_Document extract_.
Re: [tied] Re: Creole Romance? [was: Thracian , summing up]

From: Miguel Carrasquer
Message: 23754
Date: 2003-06-23

On Mon, 23 Jun 2003 22:08:43 +0200, alex <alxmoeller@...> wrote:

>Piotr Gasiorowski wrote:
>> What do Meillet's informal and obviously hyperbolic dicta have to do
>> with what I said about French inflectional morphology? The other
>> opinions you cited are equally irrelevant. The topic was the origin of
>> French, not linguistic snobbery or the social perception of French
>> dialects. The fact that speakers of Parisian French were reluctant to
>> regard the Midi varieties as truly French has absolutely nothing to do
>> with what we are discussing. Try to stick to the topic.
>>
>I find your question rhetorical.

There's only on equestion in teh above: "What do Meillet's informal and
obviously hyperbolic dicta have to do with what I said about French
inflectional morphology?". Of course it's rhetorical. Your non-sequiturs
had nothing whatsoever to do with anything Piotr had said before.

>You speak about the morphologie and
>gramair of Frnech being Latin. I guess Miguel can tell you more about.

_Directive a_.
Convert the records, starting at the line that contains "For every instance of the mountain, the" and ending at the end of the records, into a JSON list of strings with one string per line and blank lines omitted.
The records below are unrelated to the text.

_Data listing_.
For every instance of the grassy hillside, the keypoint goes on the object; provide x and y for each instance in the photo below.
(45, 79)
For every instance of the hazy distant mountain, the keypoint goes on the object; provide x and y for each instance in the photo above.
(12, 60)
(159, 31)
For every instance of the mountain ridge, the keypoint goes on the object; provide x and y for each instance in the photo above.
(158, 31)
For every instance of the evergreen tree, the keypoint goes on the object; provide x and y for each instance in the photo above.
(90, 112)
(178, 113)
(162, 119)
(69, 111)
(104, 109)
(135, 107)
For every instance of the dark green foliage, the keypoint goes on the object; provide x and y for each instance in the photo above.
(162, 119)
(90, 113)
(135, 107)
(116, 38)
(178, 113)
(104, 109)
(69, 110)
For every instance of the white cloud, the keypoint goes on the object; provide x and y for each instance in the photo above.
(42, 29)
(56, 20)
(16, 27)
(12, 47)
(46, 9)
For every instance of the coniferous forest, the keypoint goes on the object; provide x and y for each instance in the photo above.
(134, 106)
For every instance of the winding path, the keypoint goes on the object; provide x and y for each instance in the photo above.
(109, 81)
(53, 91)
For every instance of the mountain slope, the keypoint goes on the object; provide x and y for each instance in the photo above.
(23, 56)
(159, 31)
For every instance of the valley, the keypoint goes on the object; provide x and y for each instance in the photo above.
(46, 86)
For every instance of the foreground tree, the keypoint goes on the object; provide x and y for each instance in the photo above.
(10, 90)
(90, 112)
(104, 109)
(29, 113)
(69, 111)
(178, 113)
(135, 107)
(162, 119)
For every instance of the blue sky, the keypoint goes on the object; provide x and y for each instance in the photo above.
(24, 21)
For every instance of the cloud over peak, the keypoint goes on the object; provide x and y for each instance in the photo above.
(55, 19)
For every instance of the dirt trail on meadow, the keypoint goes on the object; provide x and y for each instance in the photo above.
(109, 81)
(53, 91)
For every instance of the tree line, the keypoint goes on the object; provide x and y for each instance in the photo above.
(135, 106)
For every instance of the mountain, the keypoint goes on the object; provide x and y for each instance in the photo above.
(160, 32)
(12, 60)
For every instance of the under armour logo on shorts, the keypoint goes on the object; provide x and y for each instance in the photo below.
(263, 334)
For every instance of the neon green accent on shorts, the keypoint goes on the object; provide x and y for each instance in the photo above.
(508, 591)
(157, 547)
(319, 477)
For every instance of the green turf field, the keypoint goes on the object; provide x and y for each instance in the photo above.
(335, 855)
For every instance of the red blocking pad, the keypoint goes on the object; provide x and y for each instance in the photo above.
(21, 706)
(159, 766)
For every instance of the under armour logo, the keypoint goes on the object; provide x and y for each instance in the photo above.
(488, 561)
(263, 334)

_Directive b_.
Translate this sentence from the mailing-list post on French morphology into Spanish: "The topic was the origin of French, not linguistic snobbery or the social perception of French dialects."

_Final answer a_.
[
  "For every instance of the mountain, the keypoint goes on the object; provide x and y for each instance in the photo above.",
  "(160, 32)",
  "(12, 60)",
  "For every instance of the under armour logo on shorts, the keypoint goes on the object; provide x and y for each instance in the photo below.",
  "(263, 334)",
  "For every instance of the neon green accent on shorts, the keypoint goes on the object; provide x and y for each instance in the photo above.",
  "(508, 591)",
  "(157, 547)",
  "(319, 477)",
  "For every instance of the green turf field, the keypoint goes on the object; provide x and y for each instance in the photo above.",
  "(335, 855)",
  "For every instance of the red blocking pad, the keypoint goes on the object; provide x and y for each instance in the photo above.",
  "(21, 706)",
  "(159, 766)",
  "For every instance of the under armour logo, the keypoint goes on the object; provide x and y for each instance in the photo above.",
  "(488, 561)",
  "(263, 334)"
]

_Final answer b_.
El tema era el origen del francés, no el esnobismo lingüístico ni la percepción social de los dialectos franceses.